• Exercise objective: Write out each line from the data below that includes the word "black".

• Records for the task:
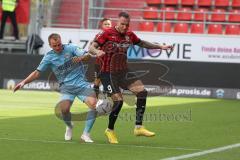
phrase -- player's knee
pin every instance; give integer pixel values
(117, 105)
(142, 94)
(65, 111)
(91, 102)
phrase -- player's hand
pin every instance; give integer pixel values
(18, 86)
(100, 53)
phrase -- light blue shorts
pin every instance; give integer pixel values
(81, 94)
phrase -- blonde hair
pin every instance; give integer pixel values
(54, 36)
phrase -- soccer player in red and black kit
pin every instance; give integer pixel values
(114, 43)
(104, 24)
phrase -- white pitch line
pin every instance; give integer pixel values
(99, 144)
(197, 154)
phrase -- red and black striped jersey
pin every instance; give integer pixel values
(115, 45)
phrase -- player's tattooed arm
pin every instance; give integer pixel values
(77, 59)
(149, 45)
(94, 49)
(33, 76)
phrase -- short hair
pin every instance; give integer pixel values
(103, 20)
(54, 36)
(124, 14)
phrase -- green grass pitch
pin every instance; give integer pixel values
(30, 130)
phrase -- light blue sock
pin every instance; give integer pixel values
(91, 117)
(67, 119)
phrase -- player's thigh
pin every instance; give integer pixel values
(65, 102)
(136, 86)
(88, 96)
(110, 84)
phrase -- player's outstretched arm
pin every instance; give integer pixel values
(93, 49)
(149, 45)
(78, 59)
(33, 76)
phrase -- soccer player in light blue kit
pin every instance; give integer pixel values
(66, 63)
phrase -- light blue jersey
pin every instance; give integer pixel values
(71, 76)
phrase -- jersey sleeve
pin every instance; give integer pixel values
(101, 38)
(135, 38)
(44, 64)
(77, 51)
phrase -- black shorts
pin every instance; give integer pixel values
(113, 82)
(97, 71)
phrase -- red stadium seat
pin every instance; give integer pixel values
(215, 29)
(146, 26)
(218, 15)
(181, 28)
(153, 2)
(201, 14)
(170, 2)
(187, 2)
(167, 13)
(197, 28)
(164, 27)
(221, 3)
(232, 30)
(234, 16)
(235, 3)
(206, 3)
(184, 14)
(150, 13)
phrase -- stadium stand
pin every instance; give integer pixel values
(187, 2)
(179, 16)
(150, 13)
(197, 28)
(232, 30)
(215, 29)
(147, 26)
(181, 28)
(164, 27)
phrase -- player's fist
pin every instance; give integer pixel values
(18, 86)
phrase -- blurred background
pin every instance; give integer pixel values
(205, 33)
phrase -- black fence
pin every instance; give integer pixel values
(212, 75)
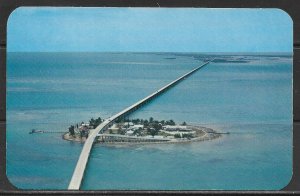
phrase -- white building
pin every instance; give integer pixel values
(137, 127)
(129, 133)
(176, 128)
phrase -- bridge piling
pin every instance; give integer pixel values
(78, 173)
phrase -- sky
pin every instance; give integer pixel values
(67, 29)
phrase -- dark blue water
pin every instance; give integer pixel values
(249, 96)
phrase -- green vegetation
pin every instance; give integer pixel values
(94, 123)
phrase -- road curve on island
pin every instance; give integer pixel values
(78, 173)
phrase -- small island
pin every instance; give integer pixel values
(141, 131)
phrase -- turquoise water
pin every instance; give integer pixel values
(248, 95)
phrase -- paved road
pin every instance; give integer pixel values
(84, 155)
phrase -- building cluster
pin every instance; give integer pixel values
(131, 129)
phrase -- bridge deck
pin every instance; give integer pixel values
(84, 155)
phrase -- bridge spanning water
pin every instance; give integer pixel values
(94, 133)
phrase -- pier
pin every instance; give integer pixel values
(94, 133)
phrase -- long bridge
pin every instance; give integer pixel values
(94, 133)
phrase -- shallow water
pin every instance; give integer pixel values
(250, 98)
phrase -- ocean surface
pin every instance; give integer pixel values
(249, 96)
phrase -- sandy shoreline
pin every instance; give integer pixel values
(203, 133)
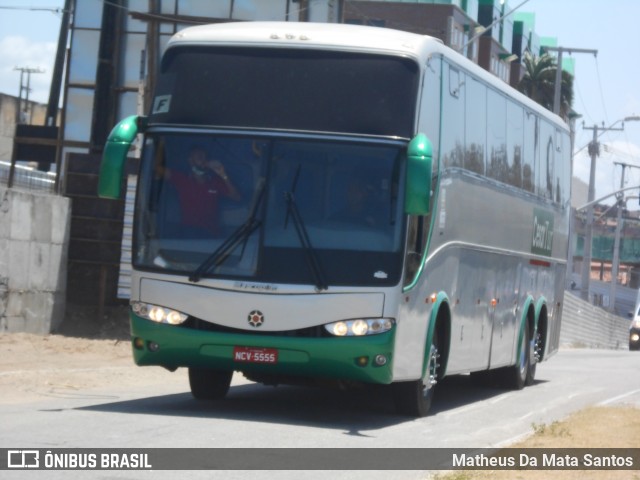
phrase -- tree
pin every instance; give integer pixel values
(538, 82)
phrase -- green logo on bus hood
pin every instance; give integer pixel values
(542, 241)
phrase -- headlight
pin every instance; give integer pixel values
(158, 314)
(359, 327)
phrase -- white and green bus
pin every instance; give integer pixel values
(399, 214)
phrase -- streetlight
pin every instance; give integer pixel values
(594, 151)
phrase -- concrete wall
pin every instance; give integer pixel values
(588, 326)
(34, 237)
(8, 112)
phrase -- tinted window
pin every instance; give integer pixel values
(287, 89)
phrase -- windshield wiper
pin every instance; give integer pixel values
(303, 235)
(239, 236)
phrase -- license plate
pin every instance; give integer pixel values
(255, 355)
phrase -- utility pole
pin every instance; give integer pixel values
(594, 151)
(615, 262)
(25, 87)
(560, 50)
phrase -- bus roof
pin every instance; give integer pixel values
(307, 34)
(345, 37)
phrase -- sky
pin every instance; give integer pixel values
(606, 86)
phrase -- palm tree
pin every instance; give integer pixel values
(538, 82)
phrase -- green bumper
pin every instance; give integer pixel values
(335, 358)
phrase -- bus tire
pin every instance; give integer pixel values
(414, 398)
(534, 356)
(516, 376)
(209, 384)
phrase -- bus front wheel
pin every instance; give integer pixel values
(414, 398)
(208, 384)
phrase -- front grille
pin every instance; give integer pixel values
(309, 332)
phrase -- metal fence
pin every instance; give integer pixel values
(28, 178)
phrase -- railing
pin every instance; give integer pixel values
(28, 178)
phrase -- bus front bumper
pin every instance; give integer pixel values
(363, 359)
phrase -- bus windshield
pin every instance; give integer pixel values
(270, 209)
(287, 89)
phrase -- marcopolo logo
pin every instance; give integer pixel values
(542, 241)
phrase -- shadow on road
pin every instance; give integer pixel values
(351, 410)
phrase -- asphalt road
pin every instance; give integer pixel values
(464, 415)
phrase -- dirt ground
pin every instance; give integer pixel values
(33, 366)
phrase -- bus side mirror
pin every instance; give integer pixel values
(419, 165)
(115, 155)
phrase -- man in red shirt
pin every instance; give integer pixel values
(200, 189)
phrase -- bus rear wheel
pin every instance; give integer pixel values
(414, 398)
(209, 384)
(515, 377)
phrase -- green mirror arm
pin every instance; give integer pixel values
(419, 170)
(115, 155)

• Result of this exercise:
phrase -- soccer player in red and black kit
phrase -- red and black striped jersey
phrase -- black shorts
phrase -- black fence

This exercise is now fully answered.